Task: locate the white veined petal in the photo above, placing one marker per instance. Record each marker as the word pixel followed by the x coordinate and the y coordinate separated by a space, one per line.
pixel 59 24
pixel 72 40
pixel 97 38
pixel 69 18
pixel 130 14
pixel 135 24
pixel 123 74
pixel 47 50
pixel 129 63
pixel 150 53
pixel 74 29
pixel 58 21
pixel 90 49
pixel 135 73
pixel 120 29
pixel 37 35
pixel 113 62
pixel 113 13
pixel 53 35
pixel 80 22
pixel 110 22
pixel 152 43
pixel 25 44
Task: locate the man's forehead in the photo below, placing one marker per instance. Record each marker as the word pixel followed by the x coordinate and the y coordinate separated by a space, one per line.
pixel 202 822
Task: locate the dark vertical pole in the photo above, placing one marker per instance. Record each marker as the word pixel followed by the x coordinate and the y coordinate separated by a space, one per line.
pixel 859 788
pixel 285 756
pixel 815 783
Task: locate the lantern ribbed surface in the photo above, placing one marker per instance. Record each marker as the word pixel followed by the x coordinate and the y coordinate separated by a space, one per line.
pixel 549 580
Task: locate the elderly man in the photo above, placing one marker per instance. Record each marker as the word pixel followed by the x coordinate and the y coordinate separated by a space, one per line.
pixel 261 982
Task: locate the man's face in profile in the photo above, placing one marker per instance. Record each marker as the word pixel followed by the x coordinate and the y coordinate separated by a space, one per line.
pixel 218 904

- - -

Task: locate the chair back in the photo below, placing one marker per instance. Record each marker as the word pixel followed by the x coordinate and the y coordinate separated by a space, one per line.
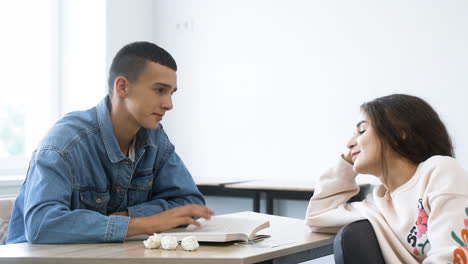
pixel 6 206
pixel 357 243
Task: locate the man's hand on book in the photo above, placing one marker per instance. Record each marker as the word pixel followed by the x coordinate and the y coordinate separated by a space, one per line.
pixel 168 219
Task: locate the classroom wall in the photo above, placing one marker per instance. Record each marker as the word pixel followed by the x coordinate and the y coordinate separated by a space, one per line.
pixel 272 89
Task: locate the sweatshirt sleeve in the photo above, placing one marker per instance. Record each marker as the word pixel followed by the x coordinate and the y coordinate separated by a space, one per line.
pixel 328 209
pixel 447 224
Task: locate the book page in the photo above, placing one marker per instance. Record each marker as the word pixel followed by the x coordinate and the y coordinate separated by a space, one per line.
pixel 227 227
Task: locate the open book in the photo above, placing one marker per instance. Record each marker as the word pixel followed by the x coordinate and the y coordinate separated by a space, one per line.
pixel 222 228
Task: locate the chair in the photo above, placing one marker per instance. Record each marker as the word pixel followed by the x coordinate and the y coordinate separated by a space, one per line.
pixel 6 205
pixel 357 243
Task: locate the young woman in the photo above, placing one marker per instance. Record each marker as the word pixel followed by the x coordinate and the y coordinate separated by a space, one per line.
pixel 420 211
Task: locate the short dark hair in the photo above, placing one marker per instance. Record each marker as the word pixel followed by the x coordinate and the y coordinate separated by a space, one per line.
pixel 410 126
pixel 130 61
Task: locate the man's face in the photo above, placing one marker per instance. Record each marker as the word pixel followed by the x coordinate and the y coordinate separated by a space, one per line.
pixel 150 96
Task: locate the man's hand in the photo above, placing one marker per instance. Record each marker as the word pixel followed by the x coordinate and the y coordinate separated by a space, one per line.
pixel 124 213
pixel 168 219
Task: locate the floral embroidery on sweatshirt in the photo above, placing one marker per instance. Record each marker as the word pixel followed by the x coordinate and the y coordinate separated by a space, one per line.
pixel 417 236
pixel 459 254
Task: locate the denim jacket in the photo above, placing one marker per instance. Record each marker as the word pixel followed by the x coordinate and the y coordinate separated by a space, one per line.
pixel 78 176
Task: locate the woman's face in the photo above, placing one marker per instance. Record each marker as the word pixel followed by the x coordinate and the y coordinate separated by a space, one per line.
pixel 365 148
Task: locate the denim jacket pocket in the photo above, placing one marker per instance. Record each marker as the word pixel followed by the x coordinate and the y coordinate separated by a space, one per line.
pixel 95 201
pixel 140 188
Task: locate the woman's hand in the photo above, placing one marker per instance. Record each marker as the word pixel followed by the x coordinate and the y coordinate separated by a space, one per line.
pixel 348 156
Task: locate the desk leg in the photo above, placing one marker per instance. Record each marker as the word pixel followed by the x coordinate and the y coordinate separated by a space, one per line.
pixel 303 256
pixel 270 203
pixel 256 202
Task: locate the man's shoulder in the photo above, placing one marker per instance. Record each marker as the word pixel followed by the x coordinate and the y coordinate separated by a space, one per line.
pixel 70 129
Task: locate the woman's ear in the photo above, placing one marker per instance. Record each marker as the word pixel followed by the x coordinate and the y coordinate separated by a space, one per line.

- - -

Only the lines above from the line with "Task: locate the floral" to the line with "Task: locate the woman's ear", those two lines included, should be reproduced exactly.

Task: locate the floral embroidery on sweatshirt in the photo above, placing one marker per instance. Record each marker as the word pixel followed by the x coordinate and the y coordinate separated by a space, one per line.
pixel 417 236
pixel 459 254
Task: locate the denim jacket in the photo above, placing one marker per instance. Record each marker as the word pixel followed by the x coordinate and the y coordinate separated by a space, one per line.
pixel 78 176
Task: locate the woman's face in the photo above, placing one marker per instance. Record each marker as the word pixel followed by the x coordinate and the y coordinate separated by a space, one per line.
pixel 365 148
Task: locate the denim jacket pocket in the photo above, placing one marker per instance. Record each marker as the word pixel followed by the x coordinate and the y coordinate separated by a space, one per line.
pixel 95 201
pixel 140 188
Task: locate the woman's hand in the photo above, placing one marker per instance. Record each marker as the word pixel followed by the x coordinate and the y coordinate separated by a space, one per line.
pixel 348 156
Task: locate the desk leg in the photo above, placing one marker per instance. Record each marker as the word pixel followed by the x coordinate and the y coordinate separated by a space, one per line.
pixel 303 256
pixel 270 203
pixel 256 202
Task: locate the man's shoulder in the photo above, placing one marker per instance. Record each marker as the word pixel followed by the x coordinate and the y coordinate separated by a space, one per line.
pixel 70 129
Task: locate the woman's ear in the photo above, placing one marker per instance. Record each marker as the word pixel followed by the x coordinate and the y coordinate separated by a space, one per line.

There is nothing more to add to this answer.